[The input start]

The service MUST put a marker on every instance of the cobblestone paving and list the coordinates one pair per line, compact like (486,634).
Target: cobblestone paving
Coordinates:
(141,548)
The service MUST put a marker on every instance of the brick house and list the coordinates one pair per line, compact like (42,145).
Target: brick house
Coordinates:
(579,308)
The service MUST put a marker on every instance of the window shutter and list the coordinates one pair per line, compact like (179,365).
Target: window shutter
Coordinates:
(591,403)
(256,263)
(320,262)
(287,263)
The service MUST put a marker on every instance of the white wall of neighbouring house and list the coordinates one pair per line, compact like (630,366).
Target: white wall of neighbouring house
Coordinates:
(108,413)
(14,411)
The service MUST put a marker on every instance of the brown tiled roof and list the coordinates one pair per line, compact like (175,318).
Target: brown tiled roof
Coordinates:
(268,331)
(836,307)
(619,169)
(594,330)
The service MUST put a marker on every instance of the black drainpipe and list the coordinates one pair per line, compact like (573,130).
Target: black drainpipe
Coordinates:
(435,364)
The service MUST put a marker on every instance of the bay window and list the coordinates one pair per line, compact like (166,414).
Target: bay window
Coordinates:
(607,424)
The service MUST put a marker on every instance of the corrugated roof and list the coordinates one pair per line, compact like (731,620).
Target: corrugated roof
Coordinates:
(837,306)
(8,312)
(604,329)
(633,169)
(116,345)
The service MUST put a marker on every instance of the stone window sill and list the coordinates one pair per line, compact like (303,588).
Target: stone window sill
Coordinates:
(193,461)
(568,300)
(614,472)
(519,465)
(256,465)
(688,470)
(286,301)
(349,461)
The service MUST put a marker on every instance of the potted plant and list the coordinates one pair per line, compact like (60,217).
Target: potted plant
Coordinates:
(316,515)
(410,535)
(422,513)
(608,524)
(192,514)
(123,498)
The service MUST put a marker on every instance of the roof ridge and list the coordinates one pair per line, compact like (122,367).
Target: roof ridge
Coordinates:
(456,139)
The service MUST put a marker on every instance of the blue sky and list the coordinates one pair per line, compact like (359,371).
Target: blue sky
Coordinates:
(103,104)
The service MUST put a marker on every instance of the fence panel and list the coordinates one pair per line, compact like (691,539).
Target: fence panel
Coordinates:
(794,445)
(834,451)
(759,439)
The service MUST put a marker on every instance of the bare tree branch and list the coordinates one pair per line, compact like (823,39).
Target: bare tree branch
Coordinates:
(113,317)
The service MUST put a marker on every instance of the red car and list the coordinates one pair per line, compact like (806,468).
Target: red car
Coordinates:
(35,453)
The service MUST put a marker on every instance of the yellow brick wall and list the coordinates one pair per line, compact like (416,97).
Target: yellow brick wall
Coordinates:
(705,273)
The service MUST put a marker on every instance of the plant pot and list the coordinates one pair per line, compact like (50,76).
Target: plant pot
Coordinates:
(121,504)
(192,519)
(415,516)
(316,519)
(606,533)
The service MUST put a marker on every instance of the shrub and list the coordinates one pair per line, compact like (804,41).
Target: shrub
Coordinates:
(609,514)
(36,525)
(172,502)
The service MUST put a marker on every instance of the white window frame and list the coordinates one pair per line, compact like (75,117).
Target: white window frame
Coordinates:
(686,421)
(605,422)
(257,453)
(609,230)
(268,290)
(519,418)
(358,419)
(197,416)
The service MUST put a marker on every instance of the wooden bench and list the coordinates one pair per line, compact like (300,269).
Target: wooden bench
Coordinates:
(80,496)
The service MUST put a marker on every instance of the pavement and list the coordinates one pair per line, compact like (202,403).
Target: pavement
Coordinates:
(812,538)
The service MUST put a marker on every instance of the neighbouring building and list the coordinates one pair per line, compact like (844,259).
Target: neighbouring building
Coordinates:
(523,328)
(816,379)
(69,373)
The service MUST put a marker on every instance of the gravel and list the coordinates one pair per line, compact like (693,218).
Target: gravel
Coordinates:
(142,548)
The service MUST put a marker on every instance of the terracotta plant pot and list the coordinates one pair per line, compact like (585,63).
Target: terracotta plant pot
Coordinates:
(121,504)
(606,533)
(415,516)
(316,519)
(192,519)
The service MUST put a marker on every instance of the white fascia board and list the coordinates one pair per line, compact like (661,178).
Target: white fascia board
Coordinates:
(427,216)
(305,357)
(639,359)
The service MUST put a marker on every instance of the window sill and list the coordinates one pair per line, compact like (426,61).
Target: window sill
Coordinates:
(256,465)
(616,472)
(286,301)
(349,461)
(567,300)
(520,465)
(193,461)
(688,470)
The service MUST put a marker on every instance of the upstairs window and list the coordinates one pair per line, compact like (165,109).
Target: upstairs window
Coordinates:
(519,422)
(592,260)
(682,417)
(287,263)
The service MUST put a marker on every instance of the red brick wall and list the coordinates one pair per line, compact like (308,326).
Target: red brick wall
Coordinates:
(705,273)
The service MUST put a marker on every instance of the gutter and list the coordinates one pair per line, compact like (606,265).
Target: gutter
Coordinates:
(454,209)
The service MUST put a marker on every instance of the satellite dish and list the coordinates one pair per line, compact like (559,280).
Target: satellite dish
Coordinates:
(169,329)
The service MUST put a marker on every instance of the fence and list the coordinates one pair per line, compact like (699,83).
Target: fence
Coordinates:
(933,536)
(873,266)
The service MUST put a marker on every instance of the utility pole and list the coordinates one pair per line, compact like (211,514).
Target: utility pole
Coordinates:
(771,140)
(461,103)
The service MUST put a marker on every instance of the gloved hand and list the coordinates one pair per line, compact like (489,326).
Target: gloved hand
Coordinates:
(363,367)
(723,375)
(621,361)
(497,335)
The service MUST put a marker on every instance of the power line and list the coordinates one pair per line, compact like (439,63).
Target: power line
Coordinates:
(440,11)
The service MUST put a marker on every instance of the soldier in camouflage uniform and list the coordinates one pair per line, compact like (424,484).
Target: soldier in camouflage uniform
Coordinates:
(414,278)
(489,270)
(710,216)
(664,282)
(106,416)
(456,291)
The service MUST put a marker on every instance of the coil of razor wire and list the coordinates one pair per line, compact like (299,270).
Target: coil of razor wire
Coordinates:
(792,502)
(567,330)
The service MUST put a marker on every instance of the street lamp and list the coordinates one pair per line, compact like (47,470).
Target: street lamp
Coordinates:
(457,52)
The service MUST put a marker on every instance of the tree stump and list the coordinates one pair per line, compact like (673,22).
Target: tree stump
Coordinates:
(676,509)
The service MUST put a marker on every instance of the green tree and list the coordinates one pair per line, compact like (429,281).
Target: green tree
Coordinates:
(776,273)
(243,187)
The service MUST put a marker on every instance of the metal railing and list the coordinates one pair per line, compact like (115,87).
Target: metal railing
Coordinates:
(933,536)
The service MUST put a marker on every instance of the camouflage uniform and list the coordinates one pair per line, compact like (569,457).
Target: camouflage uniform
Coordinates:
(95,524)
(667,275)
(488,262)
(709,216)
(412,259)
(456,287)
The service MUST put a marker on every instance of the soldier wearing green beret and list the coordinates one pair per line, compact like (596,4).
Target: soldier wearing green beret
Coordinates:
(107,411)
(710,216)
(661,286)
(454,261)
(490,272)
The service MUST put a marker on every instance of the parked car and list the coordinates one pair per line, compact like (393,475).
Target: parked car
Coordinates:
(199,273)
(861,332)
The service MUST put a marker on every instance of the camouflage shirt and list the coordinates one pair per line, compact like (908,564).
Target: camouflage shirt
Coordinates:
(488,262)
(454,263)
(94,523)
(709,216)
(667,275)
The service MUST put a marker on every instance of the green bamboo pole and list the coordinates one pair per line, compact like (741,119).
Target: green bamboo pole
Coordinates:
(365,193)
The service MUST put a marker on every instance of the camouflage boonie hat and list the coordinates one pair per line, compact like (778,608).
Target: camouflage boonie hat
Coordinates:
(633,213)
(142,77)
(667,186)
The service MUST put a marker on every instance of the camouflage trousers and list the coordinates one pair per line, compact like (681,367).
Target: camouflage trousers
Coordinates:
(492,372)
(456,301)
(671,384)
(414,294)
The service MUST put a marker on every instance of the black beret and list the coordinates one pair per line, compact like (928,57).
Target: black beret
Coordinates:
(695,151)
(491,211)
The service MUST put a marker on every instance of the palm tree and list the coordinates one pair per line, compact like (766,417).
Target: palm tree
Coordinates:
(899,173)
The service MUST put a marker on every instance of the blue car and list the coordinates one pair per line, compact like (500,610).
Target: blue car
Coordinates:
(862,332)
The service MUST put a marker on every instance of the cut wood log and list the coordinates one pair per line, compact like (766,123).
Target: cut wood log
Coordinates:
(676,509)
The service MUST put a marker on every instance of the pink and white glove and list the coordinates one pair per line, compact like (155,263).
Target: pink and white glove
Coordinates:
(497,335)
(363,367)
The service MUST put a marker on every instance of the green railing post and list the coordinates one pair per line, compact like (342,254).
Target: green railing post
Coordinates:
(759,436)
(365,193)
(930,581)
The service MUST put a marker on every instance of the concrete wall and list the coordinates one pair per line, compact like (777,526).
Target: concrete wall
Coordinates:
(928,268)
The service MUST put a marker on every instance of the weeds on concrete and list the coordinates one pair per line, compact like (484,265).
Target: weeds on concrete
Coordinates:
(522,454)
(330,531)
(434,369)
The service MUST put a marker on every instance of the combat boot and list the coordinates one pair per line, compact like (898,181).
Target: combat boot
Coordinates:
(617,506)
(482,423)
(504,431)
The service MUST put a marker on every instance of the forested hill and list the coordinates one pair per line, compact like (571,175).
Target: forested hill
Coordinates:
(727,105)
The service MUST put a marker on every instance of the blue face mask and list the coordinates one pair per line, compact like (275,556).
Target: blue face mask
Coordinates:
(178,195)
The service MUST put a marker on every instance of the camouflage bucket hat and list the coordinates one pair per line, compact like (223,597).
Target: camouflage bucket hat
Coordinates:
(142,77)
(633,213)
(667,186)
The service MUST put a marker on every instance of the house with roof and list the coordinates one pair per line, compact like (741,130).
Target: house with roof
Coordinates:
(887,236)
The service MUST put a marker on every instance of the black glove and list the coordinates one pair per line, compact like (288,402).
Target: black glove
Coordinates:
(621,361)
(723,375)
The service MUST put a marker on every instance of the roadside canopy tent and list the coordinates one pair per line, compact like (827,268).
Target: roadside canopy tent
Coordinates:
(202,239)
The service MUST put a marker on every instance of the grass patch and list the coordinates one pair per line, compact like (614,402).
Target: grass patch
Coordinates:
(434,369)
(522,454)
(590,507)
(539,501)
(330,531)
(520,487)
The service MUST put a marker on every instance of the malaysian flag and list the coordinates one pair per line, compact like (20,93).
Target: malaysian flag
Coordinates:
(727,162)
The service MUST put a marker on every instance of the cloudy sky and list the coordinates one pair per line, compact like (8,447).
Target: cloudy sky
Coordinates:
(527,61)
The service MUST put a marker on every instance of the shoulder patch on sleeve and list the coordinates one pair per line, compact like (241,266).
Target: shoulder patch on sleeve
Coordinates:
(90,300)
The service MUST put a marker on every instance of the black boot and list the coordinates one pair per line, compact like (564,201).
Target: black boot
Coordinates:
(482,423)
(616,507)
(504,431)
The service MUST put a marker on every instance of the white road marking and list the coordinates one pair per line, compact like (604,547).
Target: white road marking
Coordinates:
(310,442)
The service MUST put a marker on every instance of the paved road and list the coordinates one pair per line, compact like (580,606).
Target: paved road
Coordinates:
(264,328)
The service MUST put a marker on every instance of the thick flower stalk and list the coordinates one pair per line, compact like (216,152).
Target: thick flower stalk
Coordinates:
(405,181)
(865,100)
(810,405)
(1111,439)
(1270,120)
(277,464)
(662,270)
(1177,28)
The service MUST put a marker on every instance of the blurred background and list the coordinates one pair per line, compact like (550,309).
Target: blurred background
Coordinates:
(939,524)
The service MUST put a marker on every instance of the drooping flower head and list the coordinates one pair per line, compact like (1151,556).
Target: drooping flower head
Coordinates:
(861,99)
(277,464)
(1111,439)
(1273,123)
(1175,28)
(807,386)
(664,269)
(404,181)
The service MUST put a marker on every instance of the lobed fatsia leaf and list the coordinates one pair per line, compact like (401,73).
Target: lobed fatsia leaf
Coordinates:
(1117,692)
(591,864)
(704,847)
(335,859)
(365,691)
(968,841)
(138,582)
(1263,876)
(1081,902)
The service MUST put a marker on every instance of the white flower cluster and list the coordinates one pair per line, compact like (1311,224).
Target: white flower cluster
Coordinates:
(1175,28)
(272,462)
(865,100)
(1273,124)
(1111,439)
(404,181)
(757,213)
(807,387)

[The input end]

[Task brief] Print exactly the lines above, starting at the line that contains "compact like (1151,556)." and ending with the last line of the records, both included.

[Written answer]
The service MUST put a marker on every instance of the drooping flower head and list the coordinates one pair per line, compact like (1151,556).
Target: drooping flower head
Coordinates:
(861,99)
(277,464)
(1111,439)
(1273,123)
(1175,28)
(807,386)
(664,269)
(404,181)
The service MUST put a marker on every instance of the lobed fatsia leaf and list the coordinates one pair per line, compact like (401,73).
Target: lobed fatsia leaf
Coordinates:
(1117,692)
(591,864)
(704,847)
(335,859)
(365,691)
(968,841)
(138,582)
(1263,876)
(1081,902)
The service MUST put a marker on every instance of the white flower cluster and list the coordinates one pair per line, compact like (1311,224).
Target: white flower cluster
Coordinates:
(1175,28)
(272,462)
(865,100)
(1273,124)
(1111,439)
(404,181)
(757,213)
(807,387)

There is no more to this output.